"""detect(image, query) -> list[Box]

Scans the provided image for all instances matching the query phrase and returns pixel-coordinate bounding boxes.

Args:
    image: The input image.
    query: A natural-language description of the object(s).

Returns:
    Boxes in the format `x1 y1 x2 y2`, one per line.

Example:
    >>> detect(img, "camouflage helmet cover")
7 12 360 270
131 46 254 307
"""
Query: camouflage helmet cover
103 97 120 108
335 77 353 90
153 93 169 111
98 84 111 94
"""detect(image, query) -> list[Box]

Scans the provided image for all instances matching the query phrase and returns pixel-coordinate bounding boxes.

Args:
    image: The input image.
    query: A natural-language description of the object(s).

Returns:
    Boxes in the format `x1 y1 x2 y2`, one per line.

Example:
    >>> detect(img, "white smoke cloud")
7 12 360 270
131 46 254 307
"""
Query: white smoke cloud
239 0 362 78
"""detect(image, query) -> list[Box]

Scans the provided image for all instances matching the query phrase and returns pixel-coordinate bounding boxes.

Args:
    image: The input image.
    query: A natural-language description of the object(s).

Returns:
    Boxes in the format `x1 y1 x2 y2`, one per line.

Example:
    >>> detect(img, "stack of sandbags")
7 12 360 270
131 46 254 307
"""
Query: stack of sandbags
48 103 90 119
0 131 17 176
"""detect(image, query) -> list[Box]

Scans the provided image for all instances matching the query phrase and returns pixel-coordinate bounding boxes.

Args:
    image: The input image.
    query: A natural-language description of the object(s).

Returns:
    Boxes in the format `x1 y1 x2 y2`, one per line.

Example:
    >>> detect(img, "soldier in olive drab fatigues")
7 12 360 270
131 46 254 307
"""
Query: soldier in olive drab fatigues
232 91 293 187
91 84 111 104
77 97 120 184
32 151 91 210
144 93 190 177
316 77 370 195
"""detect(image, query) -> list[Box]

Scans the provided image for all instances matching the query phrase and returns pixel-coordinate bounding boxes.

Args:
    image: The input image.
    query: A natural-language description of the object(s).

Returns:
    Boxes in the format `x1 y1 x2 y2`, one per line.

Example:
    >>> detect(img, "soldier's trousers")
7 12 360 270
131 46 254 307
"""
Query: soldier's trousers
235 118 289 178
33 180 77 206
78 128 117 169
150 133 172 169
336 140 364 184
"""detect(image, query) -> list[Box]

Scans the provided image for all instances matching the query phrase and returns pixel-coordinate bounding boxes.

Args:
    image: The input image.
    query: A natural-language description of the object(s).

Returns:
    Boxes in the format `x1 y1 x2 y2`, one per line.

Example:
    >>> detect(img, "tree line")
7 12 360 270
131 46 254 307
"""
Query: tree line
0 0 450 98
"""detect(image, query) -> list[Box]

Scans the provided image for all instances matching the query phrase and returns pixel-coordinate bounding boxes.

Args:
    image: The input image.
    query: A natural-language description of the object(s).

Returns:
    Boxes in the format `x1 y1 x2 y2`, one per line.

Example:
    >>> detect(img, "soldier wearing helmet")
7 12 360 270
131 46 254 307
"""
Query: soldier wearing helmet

┄┄┄┄┄┄

● Exercise instructions
Reproduce all of the rows above word for word, leaving every line unchanged.

● Answer in full
"""detect(image, query) -> list[Box]

Scans the provided image for all instances matching the query phrase and returns pixel-coordinate bounding boxes.

Args:
    image: The input image.
    query: A natural-language description of the object(s).

Returns:
    Boxes in the format `x1 y1 x2 y2`, one per line.

Example:
    >>> detect(img, "camouflage helmet cover")
7 12 360 270
131 46 254 307
"""
Query: camouflage helmet cover
103 97 120 108
335 77 353 90
153 93 169 111
98 84 111 94
"""detect(image, query) -> list[Box]

Scans the provided image for all instances matching the query phrase and returns pixel-coordinate bounding boxes.

Args:
    image: The input image.
    query: A natural-language description of the object(s).

Returns:
    Boxes in the format `x1 y1 x2 y2`, one per line.

Example:
    >>> detect(img, "white smoke cloud")
7 12 360 270
131 46 254 307
"""
Query: white smoke cloud
239 0 362 78
"""detect(image, query) -> list[Box]

Scans the provided image for all instances matching the query phrase and returns pixel-coordinate bounding boxes.

Args:
    image: The input image.
    query: A natural-language description of the object(s).

Returns:
    Boxes in the format `x1 y1 x2 y2`, one per line.

Example:
    >>> detect(img, "stack of sandbags")
7 12 360 270
131 46 254 307
"""
Query: stack of sandbags
48 103 90 119
0 131 17 176
"""detect(image, query) -> list[Box]

Scans the provided image for all instances matching the query phrase and returns pixel-coordinate bounding boxes.

Args:
    image: The input image.
    query: A natural-language description of the object(s).

Returns:
    Boxes in the format `x1 y1 x2 y2`, one per line.

Example:
    >>> detect(img, "soldier in olive drab fatigues")
7 12 360 270
131 46 254 307
"""
Query: soldier in olive drab fatigues
232 91 293 187
91 84 111 104
77 97 120 184
32 151 91 210
144 93 190 177
316 77 370 195
"""detect(image, query) -> list[Box]

Scans the provided image for all instances matching the query phrase and returns pixel-coordinate bounding boxes.

Args:
    image: The input image.
    query: A natural-language description of the object(s).

Returns:
    Boxes in the format `x1 y1 x2 y2`, one per line.

Example:
    >>> detect(img, "soldier's trousers")
7 12 360 270
131 46 254 307
"""
Query: soldier's trousers
235 118 289 178
33 180 77 206
78 128 117 169
150 133 172 169
336 140 364 184
"""detect(image, query) -> list[Box]

Scans the provided image for all instances matching the query phrase and returns pixel-coordinate bounding boxes.

Args:
    image: The input image.
    query: A natural-language description of the object(s).

Returns:
    Boxes in the format `x1 y1 x2 y2`, one per line.

Example:
    >>> detect(img, "tree line")
7 12 360 270
131 46 254 307
"""
Query: tree line
0 0 450 98
"""detect(image, query) -> list[Box]

Scans the provided image for all instances matching the query phrase and returns pixel-coordinate bounding boxes.

Args:
    image: The input image.
    query: A natural-language description of the object(s).

Returns:
    Boxes in the format `x1 y1 x2 y2`, one per line.

Example:
    >>> detect(img, "soldier wearing helmet")
7 12 360 270
131 46 254 307
"""
Query: soldier wearing helmet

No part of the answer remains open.